+++ Getoonde gegevens
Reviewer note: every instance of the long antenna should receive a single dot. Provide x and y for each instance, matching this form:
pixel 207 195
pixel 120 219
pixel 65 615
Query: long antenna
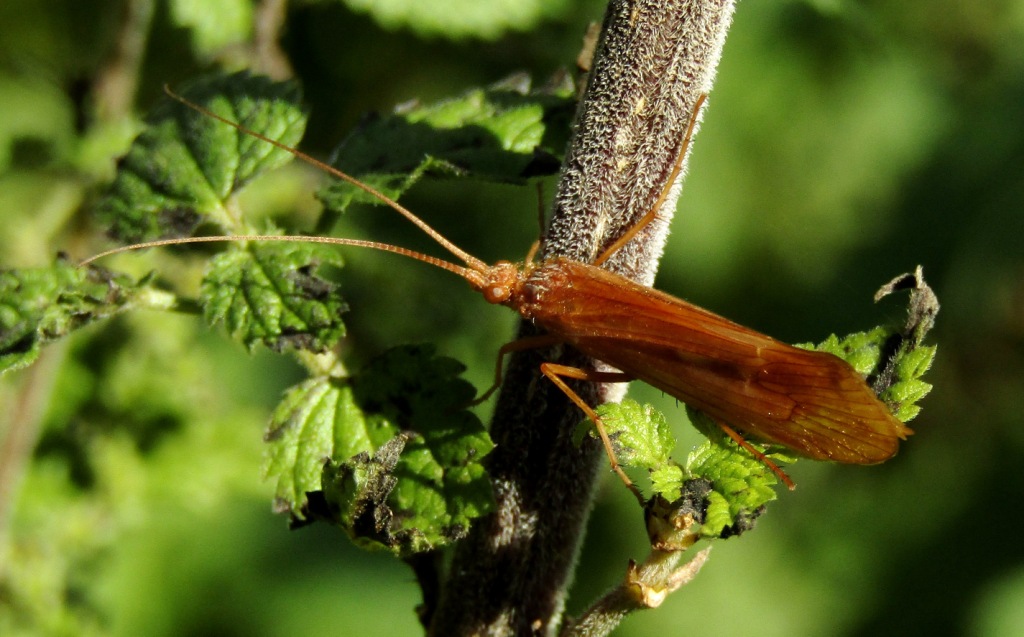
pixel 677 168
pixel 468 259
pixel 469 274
++++++
+++ Getoonde gegevens
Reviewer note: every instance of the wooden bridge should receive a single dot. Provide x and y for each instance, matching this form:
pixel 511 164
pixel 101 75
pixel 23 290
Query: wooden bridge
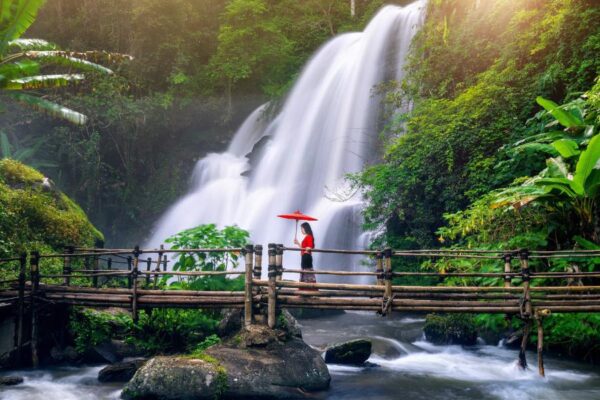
++++++
(Jouw opdracht) Zet de regels uit het overzicht hierboven, van de regel met "Reviewer note: every instance of the long" tot en met de regel met "pixel 469 274", om in een JSON-lijst van strings met één string per regel en zonder lege regels. Neem de afbeeldingen niet op in je antwoord.

(Juiste antwoord)
[
  "Reviewer note: every instance of the long antenna should receive a single dot. Provide x and y for each instance, matching this form:",
  "pixel 207 195",
  "pixel 120 219",
  "pixel 65 615",
  "Query: long antenna",
  "pixel 677 168",
  "pixel 468 259",
  "pixel 469 274"
]